> [Complete the following]
• 1. Transcribe the part of the Thatta passage from "- • Total: 51,723" up to and including "the South Asia.".
• 2. Answer these questions from the Thatta passage:
(a) What total population does the 2023 census give?
(b) Who ordered the city's construction, and in what year?
(c) Which mosque in the city is noted for its tile work?
• 3. Write the next part of the article on the city of Thatta, picking up after its final sentence.

Population (2023 census)
- • Total: 51,723
- Time zone: UTC+5 (PKT)
- Highways: N-5

= Thatta =

Thatta (Note: , IPA: [[Help:IPA|[ʈ^{ɦ}əʈːoː]]]; , IPA: [[Help:IPA/Hindi and Urdu|[ʈ^{ɦ}əʈːɑː]]]) is a city in the Pakistani province of Sindh. Thatta was the medieval capital of Sindh, and served as the seat of power for three successive dynasties. Its construction was ordered by Jam Nizamuddin II in 1495. Thatta's historic significance has yielded several monuments in and around the city. Thatta's Makli Necropolis, a UNESCO World Heritage Site, is site of one of the world's largest cemeteries and has numerous monumental tombs built between the 14th and 18th centuries designed in a syncretic funerary style characteristic of lower Sindh. The city's 17th century Shah Jahan Mosque is richly embellished with decorative tiles, and is considered to have the most elaborate display of tile work in the South Asia.

> [Dataset records]
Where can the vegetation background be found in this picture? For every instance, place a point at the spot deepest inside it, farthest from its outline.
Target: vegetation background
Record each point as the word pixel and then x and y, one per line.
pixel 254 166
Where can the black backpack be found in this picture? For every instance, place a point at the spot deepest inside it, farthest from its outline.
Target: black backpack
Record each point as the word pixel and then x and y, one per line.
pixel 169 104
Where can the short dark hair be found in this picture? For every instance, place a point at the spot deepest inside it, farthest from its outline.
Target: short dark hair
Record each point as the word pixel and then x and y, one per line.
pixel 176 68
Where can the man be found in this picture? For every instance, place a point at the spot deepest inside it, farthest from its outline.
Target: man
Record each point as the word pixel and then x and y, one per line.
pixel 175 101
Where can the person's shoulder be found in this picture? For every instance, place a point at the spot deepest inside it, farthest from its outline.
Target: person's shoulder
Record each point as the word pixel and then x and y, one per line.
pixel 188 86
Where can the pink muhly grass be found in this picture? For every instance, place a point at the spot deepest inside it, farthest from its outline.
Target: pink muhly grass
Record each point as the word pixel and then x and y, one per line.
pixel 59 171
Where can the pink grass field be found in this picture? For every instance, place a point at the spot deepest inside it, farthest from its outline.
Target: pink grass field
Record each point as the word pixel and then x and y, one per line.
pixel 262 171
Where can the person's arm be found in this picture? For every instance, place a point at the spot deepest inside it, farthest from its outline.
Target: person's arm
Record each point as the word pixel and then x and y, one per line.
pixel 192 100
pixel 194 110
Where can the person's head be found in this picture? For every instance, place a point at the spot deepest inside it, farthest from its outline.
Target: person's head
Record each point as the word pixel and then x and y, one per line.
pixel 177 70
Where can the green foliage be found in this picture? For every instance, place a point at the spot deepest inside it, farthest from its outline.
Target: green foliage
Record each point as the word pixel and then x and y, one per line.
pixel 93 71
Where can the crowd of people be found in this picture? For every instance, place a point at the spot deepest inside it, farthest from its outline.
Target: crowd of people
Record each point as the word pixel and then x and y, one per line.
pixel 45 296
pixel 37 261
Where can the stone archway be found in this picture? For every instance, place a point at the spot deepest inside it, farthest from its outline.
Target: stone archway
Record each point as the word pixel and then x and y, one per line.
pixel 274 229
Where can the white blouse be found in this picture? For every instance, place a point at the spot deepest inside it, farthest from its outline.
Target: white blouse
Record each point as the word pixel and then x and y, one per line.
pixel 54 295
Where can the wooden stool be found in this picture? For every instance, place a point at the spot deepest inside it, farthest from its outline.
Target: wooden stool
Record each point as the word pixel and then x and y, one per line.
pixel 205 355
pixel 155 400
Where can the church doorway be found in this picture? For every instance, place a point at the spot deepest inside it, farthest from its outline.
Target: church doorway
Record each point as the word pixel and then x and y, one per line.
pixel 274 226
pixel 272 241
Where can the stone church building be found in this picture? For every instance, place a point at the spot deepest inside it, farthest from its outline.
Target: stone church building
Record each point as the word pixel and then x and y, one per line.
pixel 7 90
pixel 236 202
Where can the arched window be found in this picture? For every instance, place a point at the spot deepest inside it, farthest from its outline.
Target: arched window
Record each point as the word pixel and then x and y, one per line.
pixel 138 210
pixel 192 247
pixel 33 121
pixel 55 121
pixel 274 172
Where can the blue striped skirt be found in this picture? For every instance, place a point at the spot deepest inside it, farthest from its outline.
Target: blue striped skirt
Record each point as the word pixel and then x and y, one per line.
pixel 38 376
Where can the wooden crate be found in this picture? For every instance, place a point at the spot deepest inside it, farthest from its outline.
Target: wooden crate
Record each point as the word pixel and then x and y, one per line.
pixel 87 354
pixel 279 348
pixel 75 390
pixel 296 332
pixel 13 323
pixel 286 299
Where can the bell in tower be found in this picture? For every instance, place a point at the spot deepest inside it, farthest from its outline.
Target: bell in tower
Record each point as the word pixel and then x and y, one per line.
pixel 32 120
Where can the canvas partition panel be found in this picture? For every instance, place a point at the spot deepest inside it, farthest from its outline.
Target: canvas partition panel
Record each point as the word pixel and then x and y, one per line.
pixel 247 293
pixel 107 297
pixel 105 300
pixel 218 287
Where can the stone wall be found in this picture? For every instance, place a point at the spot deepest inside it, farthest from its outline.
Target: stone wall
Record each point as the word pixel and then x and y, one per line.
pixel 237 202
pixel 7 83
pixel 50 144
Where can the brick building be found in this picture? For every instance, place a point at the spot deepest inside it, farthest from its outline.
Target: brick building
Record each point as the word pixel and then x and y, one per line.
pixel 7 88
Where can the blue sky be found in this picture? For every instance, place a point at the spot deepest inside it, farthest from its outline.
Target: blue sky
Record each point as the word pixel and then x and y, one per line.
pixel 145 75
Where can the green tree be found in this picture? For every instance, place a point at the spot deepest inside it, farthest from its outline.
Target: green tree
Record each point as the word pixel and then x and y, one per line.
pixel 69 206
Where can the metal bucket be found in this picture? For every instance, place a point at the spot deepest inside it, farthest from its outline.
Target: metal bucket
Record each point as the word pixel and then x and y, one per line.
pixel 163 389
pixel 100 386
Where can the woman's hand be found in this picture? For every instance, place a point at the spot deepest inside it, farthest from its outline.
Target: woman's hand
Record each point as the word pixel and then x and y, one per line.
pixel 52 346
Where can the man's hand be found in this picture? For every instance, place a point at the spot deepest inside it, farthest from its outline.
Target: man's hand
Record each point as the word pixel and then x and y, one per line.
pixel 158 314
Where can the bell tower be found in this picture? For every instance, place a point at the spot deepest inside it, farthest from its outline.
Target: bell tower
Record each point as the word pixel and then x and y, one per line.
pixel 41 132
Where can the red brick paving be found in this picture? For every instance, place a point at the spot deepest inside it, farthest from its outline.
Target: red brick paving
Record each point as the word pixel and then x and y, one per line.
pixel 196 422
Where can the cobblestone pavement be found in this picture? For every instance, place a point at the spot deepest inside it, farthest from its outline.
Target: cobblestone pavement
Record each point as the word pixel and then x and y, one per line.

> [Solved problems]
• 1.
- • Total: 51,723
- Time zone: UTC+5 (PKT)
- Highways: N-5

= Thatta =

Thatta (Note: , IPA: [[Help:IPA|[ʈ^{ɦ}əʈːoː]]]; , IPA: [[Help:IPA/Hindi and Urdu|[ʈ^{ɦ}əʈːɑː]]]) is a city in the Pakistani province of Sindh. Thatta was the medieval capital of Sindh, and served as the seat of power for three successive dynasties. Its construction was ordered by Jam Nizamuddin II in 1495. Thatta's historic significance has yielded several monuments in and around the city. Thatta's Makli Necropolis, a UNESCO World Heritage Site, is site of one of the world's largest cemeteries and has numerous monumental tombs built between the 14th and 18th centuries designed in a syncretic funerary style characteristic of lower Sindh. The city's 17th century Shah Jahan Mosque is richly embellished with decorative tiles, and is considered to have the most elaborate display of tile work in the South Asia.

• 2.
(a) 51,723
(b) Jam Nizamuddin II, in 1495
(c) The 17th century Shah Jahan Mosque

• 3.
==Etymology==
Thatta refers to riverside settlements. Villagers in the rural areas of lower Sindh often refer to the city as Thatta Nagar, or simply Nagar. The name of Thatta, one of the oldest towns, was derived from the Persian term Tah-Tah which literally means "layer over layer", signifying a settlement that has gone through various civilizations. Ḳāni, an 18th-century scholar, gave two theories regarding the etymology of Thatta. The first theory suggests that Thatta is a distortion of ‘Teh Teh’ which refers to the migration of people from northern cities to Thatta. The second theory suggests that the name originates from thatt, the Sindhi term for a place of gathering.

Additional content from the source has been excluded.